## Records for processing
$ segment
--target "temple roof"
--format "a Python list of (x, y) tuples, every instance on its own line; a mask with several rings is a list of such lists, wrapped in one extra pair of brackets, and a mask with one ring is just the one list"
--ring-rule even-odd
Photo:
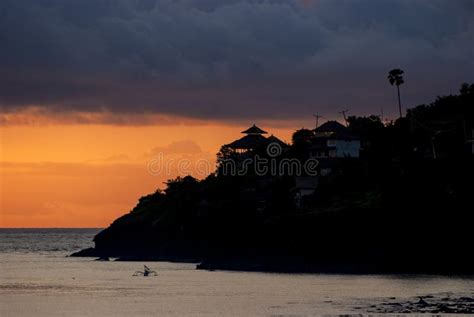
[(268, 132), (260, 129), (259, 127), (257, 127), (254, 124), (253, 126), (248, 128), (247, 130), (242, 131), (241, 133), (245, 133), (245, 134), (267, 134)]
[(314, 129), (316, 139), (331, 138), (336, 140), (355, 140), (357, 137), (351, 133), (349, 128), (337, 121), (327, 121)]
[(268, 143), (277, 143), (277, 144), (281, 145), (282, 147), (288, 147), (288, 144), (286, 144), (285, 142), (283, 142), (282, 140), (280, 140), (279, 138), (277, 138), (277, 137), (274, 136), (273, 134), (270, 135), (270, 136), (267, 138), (267, 142), (268, 142)]
[(254, 149), (263, 142), (266, 142), (267, 138), (260, 134), (248, 134), (238, 140), (235, 140), (234, 142), (228, 144), (227, 146), (230, 147), (231, 149), (244, 149), (244, 150), (249, 150), (249, 149)]
[(327, 121), (323, 124), (321, 124), (318, 128), (316, 128), (314, 131), (316, 132), (347, 132), (348, 128), (343, 126), (337, 121)]

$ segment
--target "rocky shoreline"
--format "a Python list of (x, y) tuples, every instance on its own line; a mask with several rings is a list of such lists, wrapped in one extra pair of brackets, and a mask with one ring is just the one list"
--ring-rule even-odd
[(431, 294), (408, 299), (387, 298), (362, 303), (356, 310), (374, 314), (473, 314), (474, 294)]

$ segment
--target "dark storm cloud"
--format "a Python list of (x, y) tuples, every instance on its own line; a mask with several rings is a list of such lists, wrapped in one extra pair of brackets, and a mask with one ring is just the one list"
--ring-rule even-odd
[[(472, 1), (3, 0), (11, 112), (286, 118), (394, 108), (474, 81)], [(395, 109), (393, 109), (395, 110)]]

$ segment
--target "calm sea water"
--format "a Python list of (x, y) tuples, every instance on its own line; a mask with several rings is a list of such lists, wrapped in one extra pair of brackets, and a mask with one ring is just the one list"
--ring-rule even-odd
[(193, 264), (69, 258), (97, 229), (0, 229), (0, 316), (361, 314), (416, 296), (473, 296), (466, 277), (207, 272)]

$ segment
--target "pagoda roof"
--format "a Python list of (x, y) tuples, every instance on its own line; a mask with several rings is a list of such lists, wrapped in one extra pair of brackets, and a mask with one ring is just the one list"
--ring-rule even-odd
[(245, 134), (267, 134), (268, 132), (260, 129), (259, 127), (257, 127), (254, 124), (253, 126), (248, 128), (247, 130), (242, 131), (241, 133), (245, 133)]
[(355, 140), (357, 137), (351, 133), (348, 127), (337, 121), (327, 121), (314, 129), (316, 138), (330, 138), (336, 140)]
[(349, 129), (337, 121), (327, 121), (316, 128), (315, 132), (347, 132)]
[(228, 144), (227, 146), (231, 149), (254, 149), (262, 143), (266, 142), (267, 138), (260, 134), (248, 134), (234, 142)]
[(277, 144), (281, 145), (282, 147), (288, 147), (288, 144), (286, 144), (285, 142), (283, 142), (282, 140), (280, 140), (279, 138), (277, 138), (277, 137), (274, 136), (273, 134), (270, 135), (270, 136), (267, 138), (267, 142), (268, 142), (268, 143), (277, 143)]

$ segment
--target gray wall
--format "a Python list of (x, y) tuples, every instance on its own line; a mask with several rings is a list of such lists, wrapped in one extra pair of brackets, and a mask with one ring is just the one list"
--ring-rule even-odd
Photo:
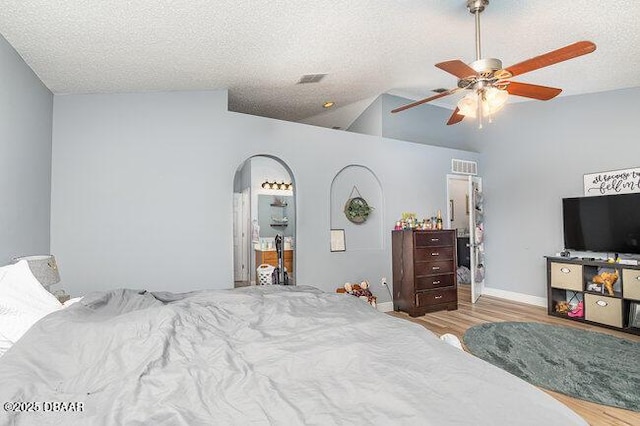
[(0, 36), (0, 265), (49, 253), (53, 95)]
[[(259, 154), (282, 159), (295, 177), (297, 282), (328, 291), (345, 280), (379, 283), (391, 276), (396, 218), (444, 211), (451, 158), (478, 158), (226, 105), (226, 92), (55, 97), (51, 245), (72, 294), (231, 287), (234, 174)], [(331, 182), (349, 164), (380, 180), (383, 249), (329, 251)]]
[(510, 104), (477, 131), (487, 286), (545, 297), (543, 256), (563, 248), (563, 197), (585, 173), (640, 166), (640, 89)]
[(395, 114), (391, 110), (413, 102), (389, 94), (380, 95), (351, 126), (350, 132), (424, 143), (445, 148), (477, 151), (474, 122), (447, 126), (451, 110), (422, 104)]

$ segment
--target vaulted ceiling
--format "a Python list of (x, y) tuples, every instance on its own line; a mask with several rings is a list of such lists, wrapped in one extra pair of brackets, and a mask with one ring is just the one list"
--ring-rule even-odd
[[(56, 94), (228, 89), (233, 111), (326, 127), (348, 126), (382, 93), (455, 87), (433, 65), (475, 59), (465, 0), (0, 0), (0, 10), (0, 33)], [(594, 53), (515, 80), (561, 96), (635, 87), (638, 22), (637, 0), (491, 0), (483, 57), (507, 66), (591, 40)], [(298, 84), (307, 74), (326, 76)]]

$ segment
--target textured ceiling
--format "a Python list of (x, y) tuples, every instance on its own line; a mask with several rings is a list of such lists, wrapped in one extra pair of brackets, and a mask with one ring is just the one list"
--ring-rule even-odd
[[(475, 59), (474, 18), (465, 5), (0, 0), (0, 33), (56, 94), (229, 89), (233, 111), (344, 127), (381, 93), (418, 99), (455, 86), (433, 64)], [(508, 66), (591, 40), (598, 46), (591, 55), (514, 80), (560, 87), (563, 95), (634, 87), (638, 22), (638, 0), (491, 0), (481, 16), (483, 57)], [(315, 73), (328, 75), (296, 84)], [(323, 112), (329, 99), (336, 108)]]

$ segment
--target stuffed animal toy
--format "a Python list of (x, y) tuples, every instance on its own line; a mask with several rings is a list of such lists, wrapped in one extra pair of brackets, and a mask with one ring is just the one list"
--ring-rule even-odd
[(367, 281), (362, 281), (360, 284), (345, 283), (344, 286), (336, 289), (336, 293), (348, 293), (367, 301), (373, 307), (376, 306), (376, 296), (369, 290)]
[(618, 270), (615, 272), (602, 272), (593, 277), (592, 280), (596, 284), (604, 284), (609, 296), (613, 296), (613, 285), (618, 281)]
[(556, 312), (561, 314), (566, 314), (570, 310), (571, 310), (571, 305), (569, 305), (569, 302), (562, 301), (562, 302), (556, 303)]

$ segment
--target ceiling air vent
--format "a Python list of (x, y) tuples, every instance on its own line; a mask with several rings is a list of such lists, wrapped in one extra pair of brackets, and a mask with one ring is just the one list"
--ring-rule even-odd
[(305, 74), (300, 77), (298, 84), (318, 83), (326, 74)]
[(463, 175), (477, 175), (478, 163), (475, 161), (451, 159), (451, 171)]

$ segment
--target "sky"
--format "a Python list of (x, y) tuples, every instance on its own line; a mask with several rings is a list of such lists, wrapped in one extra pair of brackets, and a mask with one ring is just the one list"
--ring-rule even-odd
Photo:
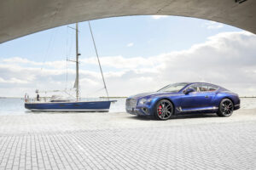
[[(256, 96), (256, 36), (228, 25), (178, 16), (126, 16), (90, 21), (110, 96), (207, 82)], [(0, 44), (0, 96), (71, 89), (74, 25)], [(80, 94), (106, 96), (88, 22), (79, 23)], [(74, 94), (73, 90), (70, 92)]]

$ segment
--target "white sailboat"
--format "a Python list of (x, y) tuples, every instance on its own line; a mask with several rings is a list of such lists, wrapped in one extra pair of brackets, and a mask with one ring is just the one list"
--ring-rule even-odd
[(51, 99), (49, 101), (31, 101), (30, 99), (25, 99), (25, 108), (32, 111), (108, 111), (112, 102), (116, 102), (116, 100), (109, 100), (108, 93), (107, 90), (107, 86), (105, 83), (100, 60), (98, 57), (97, 50), (96, 48), (91, 27), (89, 22), (90, 31), (92, 37), (93, 43), (96, 49), (96, 54), (97, 56), (99, 67), (101, 70), (104, 88), (108, 95), (107, 101), (80, 101), (79, 96), (79, 25), (76, 23), (76, 78), (74, 83), (74, 88), (76, 89), (76, 100), (63, 100), (58, 99)]

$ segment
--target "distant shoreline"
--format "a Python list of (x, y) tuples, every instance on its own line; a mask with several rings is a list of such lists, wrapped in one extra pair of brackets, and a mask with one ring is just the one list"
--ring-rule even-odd
[[(49, 97), (50, 98), (50, 97)], [(107, 99), (108, 97), (99, 97), (100, 99)], [(120, 97), (108, 97), (109, 99), (126, 99), (128, 97), (120, 96)], [(240, 96), (239, 98), (256, 98), (256, 96)], [(24, 97), (0, 97), (0, 99), (24, 99)]]

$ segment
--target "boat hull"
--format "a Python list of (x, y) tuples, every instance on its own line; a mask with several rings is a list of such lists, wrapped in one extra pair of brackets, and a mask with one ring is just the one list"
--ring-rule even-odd
[(104, 111), (109, 110), (111, 101), (25, 103), (32, 111)]

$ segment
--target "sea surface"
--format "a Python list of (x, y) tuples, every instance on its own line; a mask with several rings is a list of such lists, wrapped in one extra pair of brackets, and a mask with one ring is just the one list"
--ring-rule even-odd
[[(111, 104), (110, 113), (125, 112), (126, 99), (111, 99), (117, 100), (117, 102)], [(241, 109), (256, 109), (256, 98), (241, 98)], [(24, 107), (24, 100), (21, 99), (0, 99), (0, 115), (25, 115), (35, 113), (46, 114), (46, 112), (32, 112), (26, 110)]]

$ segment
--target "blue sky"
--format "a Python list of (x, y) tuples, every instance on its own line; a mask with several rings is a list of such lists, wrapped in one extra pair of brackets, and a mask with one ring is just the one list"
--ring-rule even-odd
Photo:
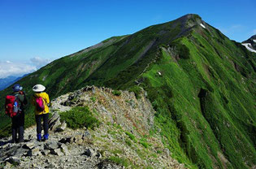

## Job
Repeat everything from the very start of the data down to and including the line that contains "277), (207, 272)]", and leave the pictures out of your answer.

## Solution to this task
$ segment
--target "temple roof"
--format "a Python list of (x, y) tuples, every instance on its own line; a mask with several rings is a list of such lists, wrapped in one extra pair of brackets, and a mask with one ring is just the one list"
--ring-rule even-odd
Photo:
[(268, 132), (260, 129), (259, 127), (257, 127), (254, 124), (253, 126), (248, 128), (247, 130), (242, 131), (241, 133), (245, 133), (245, 134), (267, 134)]
[(314, 129), (316, 139), (331, 138), (336, 140), (355, 140), (357, 137), (351, 133), (349, 128), (337, 121), (327, 121)]
[(268, 143), (277, 143), (277, 144), (281, 145), (282, 147), (288, 147), (288, 144), (286, 144), (285, 142), (283, 142), (282, 140), (280, 140), (279, 138), (277, 138), (277, 137), (274, 136), (273, 134), (270, 135), (270, 136), (267, 138), (267, 142), (268, 142)]
[(254, 149), (263, 142), (266, 142), (267, 138), (260, 134), (248, 134), (238, 140), (235, 140), (234, 142), (228, 144), (227, 146), (230, 147), (231, 149), (244, 149), (244, 150), (249, 150), (249, 149)]
[(327, 121), (323, 124), (321, 124), (318, 128), (316, 128), (314, 131), (316, 132), (347, 132), (348, 128), (343, 126), (337, 121)]

$ segment
--target "rocky shoreline"
--format "a Python list of (x, y) tuples, every instance on its own line; a mask with several rings is a list of such lists, wrapped in one extra pair of brackets, and a mask with one ring is just the one list"
--ring-rule even-odd
[(431, 294), (408, 299), (387, 298), (362, 303), (356, 310), (374, 314), (473, 314), (474, 294)]

$ segment
--target "dark storm cloud"
--format "a Python list of (x, y) tuples, every instance on its own line; a mask with several rings is a list of such lists, wrapped in one extra pair of brackets, and a mask with one ring is just the one list"
--ring-rule even-odd
[[(472, 1), (3, 0), (11, 112), (286, 118), (394, 108), (474, 81)], [(395, 109), (393, 109), (395, 110)]]

$ segment
--target "calm sea water"
--format "a Python list of (x, y) tuples, every instance on its own line; a mask with several rings is a list of such lists, wrapped in one extra pair of brackets, and a mask with one ring is just the one list"
--ring-rule even-odd
[(193, 264), (69, 258), (97, 229), (0, 229), (0, 316), (361, 314), (416, 296), (473, 296), (466, 277), (207, 272)]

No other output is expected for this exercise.